Your task is to repeat all of the material exactly.

** START **

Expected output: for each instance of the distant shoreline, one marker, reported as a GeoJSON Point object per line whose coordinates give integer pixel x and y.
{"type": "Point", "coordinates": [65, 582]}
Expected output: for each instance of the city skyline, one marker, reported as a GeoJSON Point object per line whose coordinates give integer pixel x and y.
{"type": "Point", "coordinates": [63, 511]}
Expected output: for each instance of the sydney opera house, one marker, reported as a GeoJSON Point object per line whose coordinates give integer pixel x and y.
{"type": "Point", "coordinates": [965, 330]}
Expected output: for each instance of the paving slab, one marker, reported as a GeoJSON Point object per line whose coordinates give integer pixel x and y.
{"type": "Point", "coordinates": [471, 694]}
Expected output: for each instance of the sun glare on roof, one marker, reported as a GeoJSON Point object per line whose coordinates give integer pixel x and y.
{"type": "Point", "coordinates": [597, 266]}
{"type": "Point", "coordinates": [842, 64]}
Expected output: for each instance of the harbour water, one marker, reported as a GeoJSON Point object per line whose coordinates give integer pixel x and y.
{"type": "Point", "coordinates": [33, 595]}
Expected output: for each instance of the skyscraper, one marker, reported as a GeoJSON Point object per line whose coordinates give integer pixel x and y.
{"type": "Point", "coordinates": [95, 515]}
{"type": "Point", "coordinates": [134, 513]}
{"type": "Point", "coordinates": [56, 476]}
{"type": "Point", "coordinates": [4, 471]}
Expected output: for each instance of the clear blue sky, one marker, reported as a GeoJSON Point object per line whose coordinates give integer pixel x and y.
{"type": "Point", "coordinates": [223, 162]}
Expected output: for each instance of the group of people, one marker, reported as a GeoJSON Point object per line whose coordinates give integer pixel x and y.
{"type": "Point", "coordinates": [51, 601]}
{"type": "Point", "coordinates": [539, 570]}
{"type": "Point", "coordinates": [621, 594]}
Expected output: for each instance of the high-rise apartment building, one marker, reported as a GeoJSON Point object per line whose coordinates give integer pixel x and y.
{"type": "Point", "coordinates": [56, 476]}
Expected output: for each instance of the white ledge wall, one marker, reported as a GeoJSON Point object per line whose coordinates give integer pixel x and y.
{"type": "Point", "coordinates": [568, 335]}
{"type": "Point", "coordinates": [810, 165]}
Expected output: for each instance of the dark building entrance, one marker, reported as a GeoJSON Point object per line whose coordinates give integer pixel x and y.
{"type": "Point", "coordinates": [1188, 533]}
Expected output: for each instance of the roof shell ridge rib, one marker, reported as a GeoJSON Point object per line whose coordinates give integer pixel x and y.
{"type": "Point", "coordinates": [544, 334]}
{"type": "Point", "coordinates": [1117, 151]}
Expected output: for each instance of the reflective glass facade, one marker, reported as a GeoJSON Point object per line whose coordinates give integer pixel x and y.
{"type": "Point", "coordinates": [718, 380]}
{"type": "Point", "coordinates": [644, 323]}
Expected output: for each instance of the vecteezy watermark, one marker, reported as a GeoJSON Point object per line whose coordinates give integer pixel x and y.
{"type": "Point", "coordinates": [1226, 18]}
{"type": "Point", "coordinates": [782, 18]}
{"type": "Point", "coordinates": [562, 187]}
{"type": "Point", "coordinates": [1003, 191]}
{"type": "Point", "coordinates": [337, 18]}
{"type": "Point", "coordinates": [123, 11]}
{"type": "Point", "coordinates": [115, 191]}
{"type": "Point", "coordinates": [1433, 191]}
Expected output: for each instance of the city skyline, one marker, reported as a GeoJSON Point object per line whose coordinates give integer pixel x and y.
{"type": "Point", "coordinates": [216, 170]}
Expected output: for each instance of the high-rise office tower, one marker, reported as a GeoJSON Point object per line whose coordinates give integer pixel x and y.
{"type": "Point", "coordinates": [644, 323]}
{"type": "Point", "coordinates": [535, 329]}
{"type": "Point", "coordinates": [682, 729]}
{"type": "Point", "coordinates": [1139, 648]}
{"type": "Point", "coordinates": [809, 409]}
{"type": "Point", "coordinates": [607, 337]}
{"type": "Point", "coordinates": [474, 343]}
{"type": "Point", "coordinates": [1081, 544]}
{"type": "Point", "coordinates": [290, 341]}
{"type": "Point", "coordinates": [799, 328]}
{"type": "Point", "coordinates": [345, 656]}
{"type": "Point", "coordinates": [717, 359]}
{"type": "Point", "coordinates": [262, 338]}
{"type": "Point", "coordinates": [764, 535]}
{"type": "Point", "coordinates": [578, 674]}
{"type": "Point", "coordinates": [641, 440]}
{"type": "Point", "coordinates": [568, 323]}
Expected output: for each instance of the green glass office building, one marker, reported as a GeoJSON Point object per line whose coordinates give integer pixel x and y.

** END **

● **Finished answer**:
Expected output: for each instance of the distant shoreline, one marker, reported as a GeoJSON Point object per line whose coordinates give integer pixel x and y.
{"type": "Point", "coordinates": [65, 582]}
Expected output: for each instance of the city skyline, one marker, reported as a GeoJSON Point object per line whose coordinates give integer pixel x and y.
{"type": "Point", "coordinates": [63, 511]}
Expected output: for each instance of the sydney opera house, one marker, reported as a GeoJSON Point object per line whose coordinates give integer pixel x and y.
{"type": "Point", "coordinates": [965, 330]}
Expected output: for each instance of the paving slab, one marker, reported as a GeoJSON Point object per line whose coordinates give integer pixel x and y.
{"type": "Point", "coordinates": [471, 694]}
Expected output: for each instance of the sun glare on roof, one marker, reported as a GeoJSON Point object per line whose coordinates give integer pixel x and y.
{"type": "Point", "coordinates": [597, 266]}
{"type": "Point", "coordinates": [842, 64]}
Expected output: for each instance of the harbour water, one marker, reported as a GeoJSON Point object per line whose coordinates give integer pixel x and y.
{"type": "Point", "coordinates": [33, 595]}
Expected output: for each instance of the skyscraper, one marker, reported as a GeoJSON Point object per line whose coordinates give integer pixel x and y.
{"type": "Point", "coordinates": [95, 515]}
{"type": "Point", "coordinates": [134, 513]}
{"type": "Point", "coordinates": [56, 476]}
{"type": "Point", "coordinates": [4, 471]}
Expected output: for each instance of the clear blue sky, one marker, reported as a GeoJSON Point object per line whose coordinates give integer pixel x and y.
{"type": "Point", "coordinates": [223, 162]}
Expected output: for each instance of the group of people, one marker, reported as a GeoJSON Point object per line whose coordinates give integer pixel x and y.
{"type": "Point", "coordinates": [51, 601]}
{"type": "Point", "coordinates": [539, 570]}
{"type": "Point", "coordinates": [621, 594]}
Expected output: for each instance of the high-rise apartment building, one marker, reported as a GeoJSON Point object per line whose coordinates give integer pixel x and y.
{"type": "Point", "coordinates": [56, 476]}
Expected output: for each instance of the white ledge wall, one marker, reported as a GeoJSON Point object per line whose coordinates give integer pixel x and y.
{"type": "Point", "coordinates": [568, 335]}
{"type": "Point", "coordinates": [810, 165]}
Expected output: for each instance of the dark building entrance, one marker, reported as a GeoJSON Point object per line whose coordinates give integer pixel x and y.
{"type": "Point", "coordinates": [1188, 533]}
Expected output: for each instance of the roof shell ridge rib, one marker, reported as a GeoJSON Point object per line whose coordinates give integer pixel x and y.
{"type": "Point", "coordinates": [544, 334]}
{"type": "Point", "coordinates": [1117, 151]}
Expected output: for each instance of the reflective glass facade, one marker, reported as a GeoJSON Point object per line whose coordinates give integer pixel x and y.
{"type": "Point", "coordinates": [718, 380]}
{"type": "Point", "coordinates": [644, 323]}
Expected output: for each instance of the vecteezy watermark, one marker, reported as a GeoJSON Point object per line whose coordinates give integer pixel x and y.
{"type": "Point", "coordinates": [1226, 18]}
{"type": "Point", "coordinates": [782, 18]}
{"type": "Point", "coordinates": [562, 187]}
{"type": "Point", "coordinates": [1003, 191]}
{"type": "Point", "coordinates": [337, 18]}
{"type": "Point", "coordinates": [123, 11]}
{"type": "Point", "coordinates": [115, 191]}
{"type": "Point", "coordinates": [1433, 191]}
Expected output: for each instance of the city skyline, one marker, reported as a GeoJSON Point object per line whose coordinates give integer pixel x and y.
{"type": "Point", "coordinates": [216, 170]}
Expected output: for each instance of the high-rise office tower, one marker, reported as a GeoJSON Point object per line whose coordinates give integer pixel x and y.
{"type": "Point", "coordinates": [644, 323]}
{"type": "Point", "coordinates": [535, 329]}
{"type": "Point", "coordinates": [682, 729]}
{"type": "Point", "coordinates": [1139, 648]}
{"type": "Point", "coordinates": [809, 409]}
{"type": "Point", "coordinates": [607, 337]}
{"type": "Point", "coordinates": [474, 343]}
{"type": "Point", "coordinates": [1081, 544]}
{"type": "Point", "coordinates": [290, 341]}
{"type": "Point", "coordinates": [799, 328]}
{"type": "Point", "coordinates": [345, 656]}
{"type": "Point", "coordinates": [717, 359]}
{"type": "Point", "coordinates": [262, 338]}
{"type": "Point", "coordinates": [764, 535]}
{"type": "Point", "coordinates": [578, 674]}
{"type": "Point", "coordinates": [641, 440]}
{"type": "Point", "coordinates": [568, 323]}
Expected output: for each instance of the green glass office building, one marker, reported as a GeoJSON Point object per line whose coordinates give integer pixel x and y.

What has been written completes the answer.